_WHAT IS REQUIRED_.
How many lines in the entries below contain the word "bridge"? Reply with the number alone.

_INFORMATION SUPPLIED_.
§

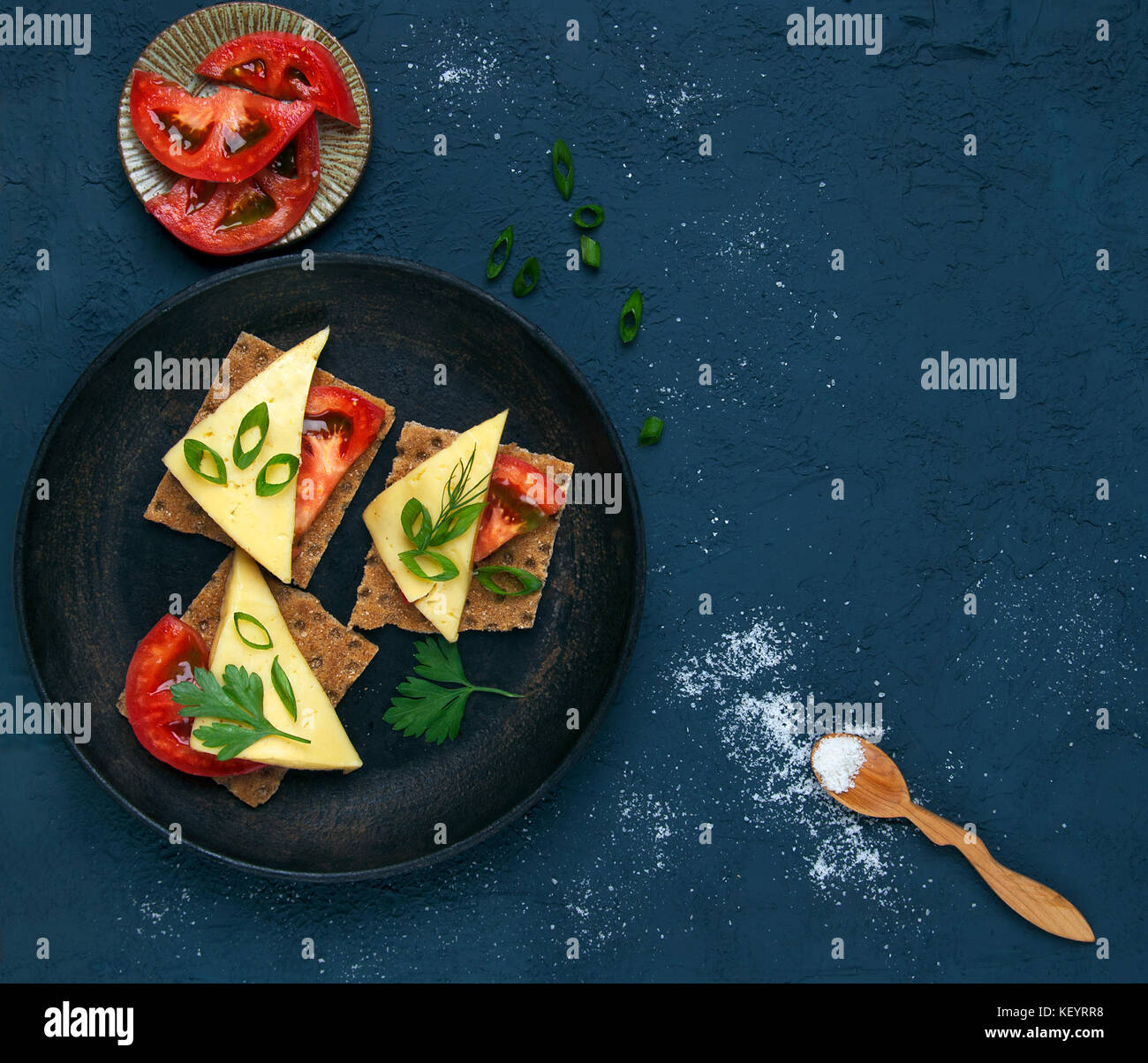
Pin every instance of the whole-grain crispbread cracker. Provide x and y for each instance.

§

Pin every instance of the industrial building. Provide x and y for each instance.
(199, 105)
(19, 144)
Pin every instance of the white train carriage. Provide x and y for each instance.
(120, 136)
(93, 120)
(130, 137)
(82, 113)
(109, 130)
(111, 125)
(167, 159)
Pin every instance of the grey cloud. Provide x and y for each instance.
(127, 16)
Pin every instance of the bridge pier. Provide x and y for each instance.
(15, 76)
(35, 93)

§

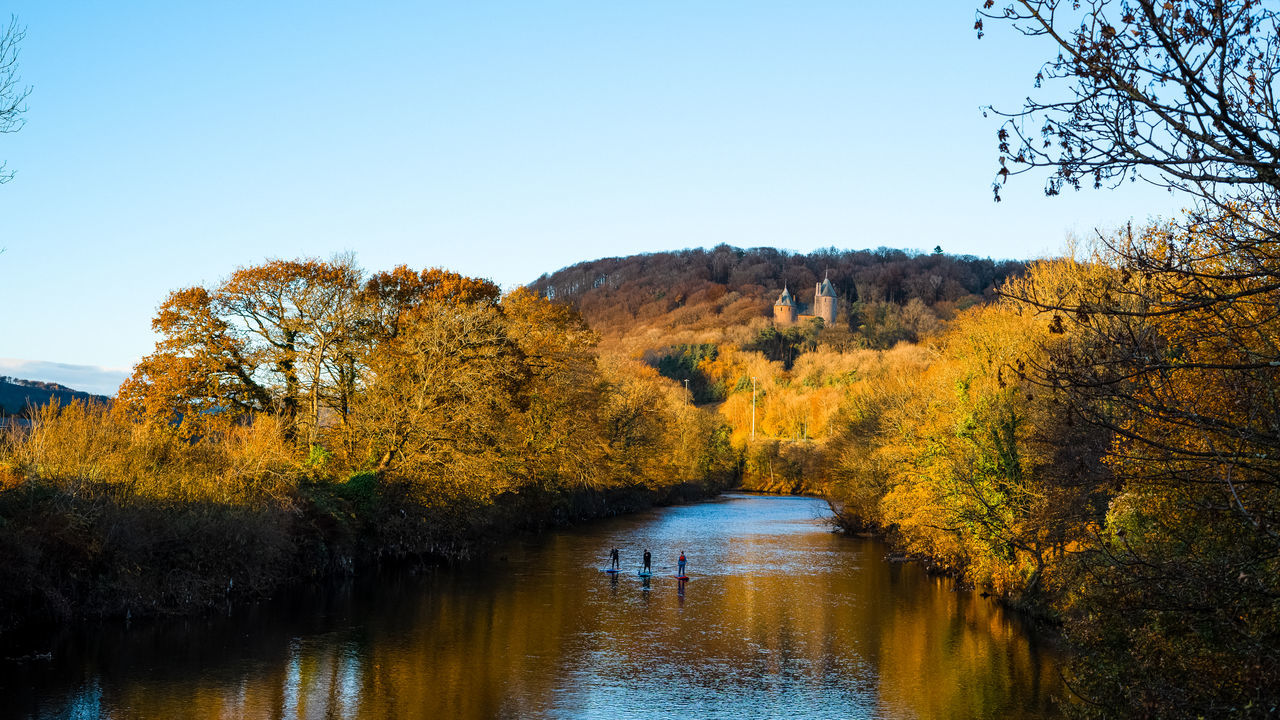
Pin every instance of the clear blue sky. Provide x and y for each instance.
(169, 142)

§

_TASK RESULT_.
1